- WHAT TO PRODUCE -
Tally the lines of the entries below that hold the word "ranch", and please give only the total.

─── MATERIALS PROVIDED

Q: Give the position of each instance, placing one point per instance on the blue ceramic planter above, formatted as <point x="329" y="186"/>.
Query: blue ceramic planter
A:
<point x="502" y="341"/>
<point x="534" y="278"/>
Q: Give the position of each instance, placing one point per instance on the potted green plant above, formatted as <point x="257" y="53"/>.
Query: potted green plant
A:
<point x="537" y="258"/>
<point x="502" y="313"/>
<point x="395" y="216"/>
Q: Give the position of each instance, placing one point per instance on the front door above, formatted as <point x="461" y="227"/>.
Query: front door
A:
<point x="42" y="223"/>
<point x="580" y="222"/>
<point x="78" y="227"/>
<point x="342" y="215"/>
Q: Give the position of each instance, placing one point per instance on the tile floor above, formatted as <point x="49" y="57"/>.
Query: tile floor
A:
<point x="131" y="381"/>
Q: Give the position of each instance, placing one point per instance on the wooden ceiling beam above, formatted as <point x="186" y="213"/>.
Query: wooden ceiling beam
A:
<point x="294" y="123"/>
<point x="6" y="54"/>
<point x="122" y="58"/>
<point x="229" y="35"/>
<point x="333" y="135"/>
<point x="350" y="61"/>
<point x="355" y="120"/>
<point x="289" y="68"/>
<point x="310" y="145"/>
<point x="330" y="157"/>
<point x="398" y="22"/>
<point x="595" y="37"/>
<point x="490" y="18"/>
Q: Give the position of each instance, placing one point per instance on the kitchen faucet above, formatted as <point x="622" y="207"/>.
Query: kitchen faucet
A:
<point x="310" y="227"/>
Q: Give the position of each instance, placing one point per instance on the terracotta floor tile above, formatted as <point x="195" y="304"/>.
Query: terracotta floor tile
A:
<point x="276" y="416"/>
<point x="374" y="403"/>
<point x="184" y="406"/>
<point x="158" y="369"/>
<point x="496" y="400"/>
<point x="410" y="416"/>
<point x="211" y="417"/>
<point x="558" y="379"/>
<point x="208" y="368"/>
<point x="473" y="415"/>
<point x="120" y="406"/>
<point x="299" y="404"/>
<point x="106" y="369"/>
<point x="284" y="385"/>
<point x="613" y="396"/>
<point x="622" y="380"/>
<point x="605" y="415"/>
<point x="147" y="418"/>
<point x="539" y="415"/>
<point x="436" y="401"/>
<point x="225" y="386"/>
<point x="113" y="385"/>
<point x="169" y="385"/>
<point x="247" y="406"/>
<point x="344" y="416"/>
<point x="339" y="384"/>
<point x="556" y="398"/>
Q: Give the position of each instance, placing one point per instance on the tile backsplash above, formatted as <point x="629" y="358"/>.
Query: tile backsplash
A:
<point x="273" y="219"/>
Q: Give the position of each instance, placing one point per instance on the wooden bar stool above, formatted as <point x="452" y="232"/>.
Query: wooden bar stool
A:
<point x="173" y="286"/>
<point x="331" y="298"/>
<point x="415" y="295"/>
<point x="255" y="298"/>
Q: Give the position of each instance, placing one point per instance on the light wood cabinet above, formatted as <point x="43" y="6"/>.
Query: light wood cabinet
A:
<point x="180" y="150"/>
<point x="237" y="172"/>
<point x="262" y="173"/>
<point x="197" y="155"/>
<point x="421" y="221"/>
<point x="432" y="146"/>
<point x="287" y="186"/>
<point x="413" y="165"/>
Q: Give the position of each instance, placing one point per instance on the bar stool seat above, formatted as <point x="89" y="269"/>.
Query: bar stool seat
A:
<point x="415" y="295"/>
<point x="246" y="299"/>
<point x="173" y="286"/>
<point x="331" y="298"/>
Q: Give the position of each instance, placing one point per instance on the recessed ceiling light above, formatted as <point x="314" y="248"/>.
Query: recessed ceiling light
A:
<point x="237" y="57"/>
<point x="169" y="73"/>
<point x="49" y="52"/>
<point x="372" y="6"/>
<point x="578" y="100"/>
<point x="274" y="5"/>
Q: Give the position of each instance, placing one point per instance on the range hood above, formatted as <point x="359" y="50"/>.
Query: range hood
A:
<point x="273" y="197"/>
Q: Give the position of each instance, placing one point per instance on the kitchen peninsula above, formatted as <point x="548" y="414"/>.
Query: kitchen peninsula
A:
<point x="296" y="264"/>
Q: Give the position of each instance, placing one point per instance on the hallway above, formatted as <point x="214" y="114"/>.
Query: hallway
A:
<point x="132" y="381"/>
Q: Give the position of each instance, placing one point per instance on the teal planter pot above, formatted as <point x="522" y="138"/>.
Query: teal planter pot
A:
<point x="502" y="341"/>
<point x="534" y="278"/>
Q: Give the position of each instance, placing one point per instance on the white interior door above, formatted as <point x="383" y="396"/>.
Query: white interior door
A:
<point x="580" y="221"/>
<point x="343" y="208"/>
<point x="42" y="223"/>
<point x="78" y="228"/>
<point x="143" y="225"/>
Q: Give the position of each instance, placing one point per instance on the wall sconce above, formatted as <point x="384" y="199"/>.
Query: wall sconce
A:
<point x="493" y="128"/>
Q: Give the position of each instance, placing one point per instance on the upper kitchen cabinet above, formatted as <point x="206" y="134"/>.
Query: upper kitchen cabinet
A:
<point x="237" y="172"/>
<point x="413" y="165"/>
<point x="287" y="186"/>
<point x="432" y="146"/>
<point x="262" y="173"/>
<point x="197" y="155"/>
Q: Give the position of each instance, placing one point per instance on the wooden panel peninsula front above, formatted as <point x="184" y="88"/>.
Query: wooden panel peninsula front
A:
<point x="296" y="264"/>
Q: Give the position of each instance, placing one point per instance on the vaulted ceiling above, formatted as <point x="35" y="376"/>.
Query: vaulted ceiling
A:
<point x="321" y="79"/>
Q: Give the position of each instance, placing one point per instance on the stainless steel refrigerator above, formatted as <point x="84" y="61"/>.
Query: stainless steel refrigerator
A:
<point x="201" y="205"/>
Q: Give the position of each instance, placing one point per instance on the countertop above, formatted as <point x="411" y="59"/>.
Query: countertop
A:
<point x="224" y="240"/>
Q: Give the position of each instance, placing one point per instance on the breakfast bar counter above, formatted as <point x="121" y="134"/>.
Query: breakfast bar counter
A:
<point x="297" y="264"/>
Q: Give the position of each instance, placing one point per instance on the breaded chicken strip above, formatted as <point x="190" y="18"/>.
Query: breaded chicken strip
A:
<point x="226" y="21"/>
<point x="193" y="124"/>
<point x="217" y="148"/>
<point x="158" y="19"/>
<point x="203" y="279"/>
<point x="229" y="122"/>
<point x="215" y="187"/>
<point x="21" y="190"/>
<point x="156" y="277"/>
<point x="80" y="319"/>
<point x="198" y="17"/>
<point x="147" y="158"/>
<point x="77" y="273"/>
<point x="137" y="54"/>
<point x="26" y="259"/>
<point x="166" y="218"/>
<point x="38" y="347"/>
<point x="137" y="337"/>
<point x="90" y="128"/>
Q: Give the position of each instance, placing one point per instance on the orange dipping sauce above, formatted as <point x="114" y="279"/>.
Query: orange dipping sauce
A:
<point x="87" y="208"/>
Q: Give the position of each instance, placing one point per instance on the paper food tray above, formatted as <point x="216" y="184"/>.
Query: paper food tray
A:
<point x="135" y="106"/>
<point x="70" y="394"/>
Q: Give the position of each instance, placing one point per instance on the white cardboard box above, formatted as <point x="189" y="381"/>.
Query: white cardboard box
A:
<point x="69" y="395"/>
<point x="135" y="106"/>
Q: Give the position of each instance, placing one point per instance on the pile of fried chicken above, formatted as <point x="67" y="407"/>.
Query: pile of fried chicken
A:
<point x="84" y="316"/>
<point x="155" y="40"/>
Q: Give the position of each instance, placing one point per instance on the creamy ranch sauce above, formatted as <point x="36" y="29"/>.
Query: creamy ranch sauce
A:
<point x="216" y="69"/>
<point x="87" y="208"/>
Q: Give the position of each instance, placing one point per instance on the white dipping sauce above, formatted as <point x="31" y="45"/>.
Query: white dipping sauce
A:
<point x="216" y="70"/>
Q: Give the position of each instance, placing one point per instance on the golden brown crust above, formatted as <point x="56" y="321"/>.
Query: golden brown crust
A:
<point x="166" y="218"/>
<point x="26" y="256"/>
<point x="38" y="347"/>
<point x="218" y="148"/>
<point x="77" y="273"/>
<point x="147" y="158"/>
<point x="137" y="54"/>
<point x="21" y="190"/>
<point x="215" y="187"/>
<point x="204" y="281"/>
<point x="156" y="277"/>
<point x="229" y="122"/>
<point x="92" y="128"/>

──────

- RESPONSE TO THE TASK -
2